Don’t Let Your Emotions Rob You Blind…

So, let’s talk about the one true constant in the markets: They’re manipulated more than a contestant’s tears on “The Bachelor.” This week, the headlines didn’t disappoint.

Jane Street, that quant giant, apparently decided a “fair fight” was for amateurs, Last week, there was significant anticipation around the upcoming hearing on November 18, 2025, at the Securities Appellate Tribunal (SAT) in India regarding the ongoing regulatory case between Jane Street and the Securities and Exchange Board of India (SEBI).

This case involves allegations that Jane Street manipulated the Indian stock market, especially the Bank Nifty index, by engaging in practices such as “marking the close,” which allegedly caused retail investors to trade at misleading prices and led to significant profits for Jane Street at their expense. Jane Street has denied wrongdoing, describing their trades as legitimate index arbitrage and contesting SEBI’s ban and penalty orders, which included a large escrow deposit of around $560 million.

Rows from a pointing dataset
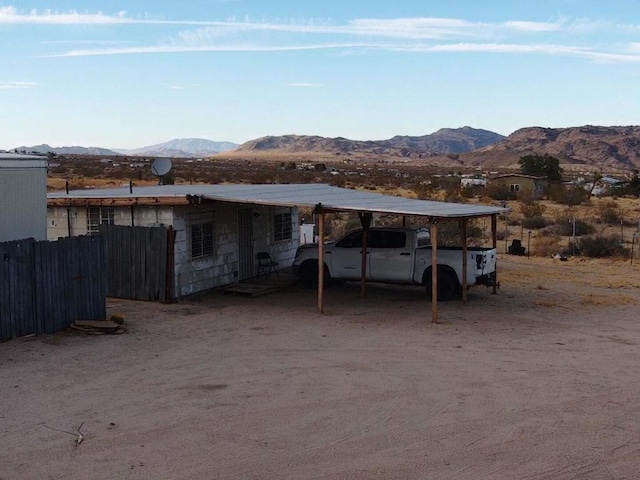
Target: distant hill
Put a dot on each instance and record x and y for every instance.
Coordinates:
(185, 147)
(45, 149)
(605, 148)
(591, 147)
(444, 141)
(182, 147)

==

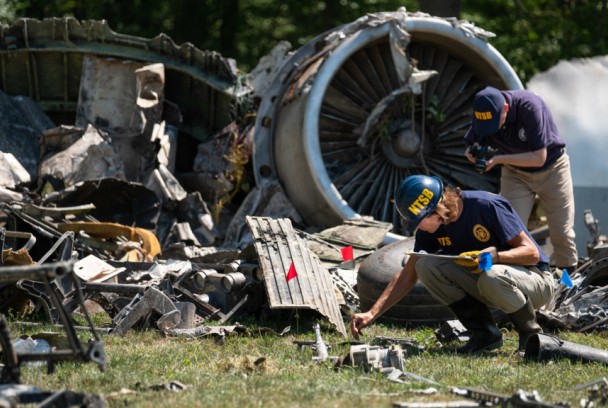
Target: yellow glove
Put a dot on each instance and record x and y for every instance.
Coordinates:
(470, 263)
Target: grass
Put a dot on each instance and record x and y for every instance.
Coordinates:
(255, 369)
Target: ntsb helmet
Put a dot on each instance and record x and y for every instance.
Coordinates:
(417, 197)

* * *

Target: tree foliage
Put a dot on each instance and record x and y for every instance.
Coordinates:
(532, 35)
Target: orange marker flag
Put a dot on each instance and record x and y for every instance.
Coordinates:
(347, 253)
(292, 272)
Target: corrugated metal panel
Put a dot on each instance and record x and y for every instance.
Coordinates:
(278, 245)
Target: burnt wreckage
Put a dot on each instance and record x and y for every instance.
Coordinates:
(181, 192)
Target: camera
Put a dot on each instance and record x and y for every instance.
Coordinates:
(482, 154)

*EXERCISE 1*
Summarize the excerpt on Jane Street in two sentences.
*EXERCISE 2*
Answer these questions from the excerpt on Jane Street:
(a) On what date was the hearing at the Securities Appellate Tribunal scheduled?
(b) Which index is named as especially affected by the alleged manipulation?
(c) About how large was the escrow deposit included in SEBI's orders?
*EXERCISE 3*
List every organization named in the excerpt on Jane Street.
These items have no connection to the excerpt on Jane Street.

*WORKED ANSWER 1*
A hearing was set for November 18, 2025, at India's Securities Appellate Tribunal in the regulatory case between Jane Street and the Securities and Exchange Board of India (SEBI). The case involves allegations that Jane Street manipulated the Indian stock market, especially the Bank Nifty index, through practices such as "marking the close," while Jane Street denies wrongdoing, calls its trades legitimate index arbitrage, and contests SEBI's ban and penalty orders, which included an escrow deposit of around $560 million.

*WORKED ANSWER 2*
(a) November 18, 2025
(b) The Bank Nifty index
(c) Around $560 million

*WORKED ANSWER 3*
- Jane Street
- Securities Appellate Tribunal (SAT)
- Securities and Exchange Board of India (SEBI)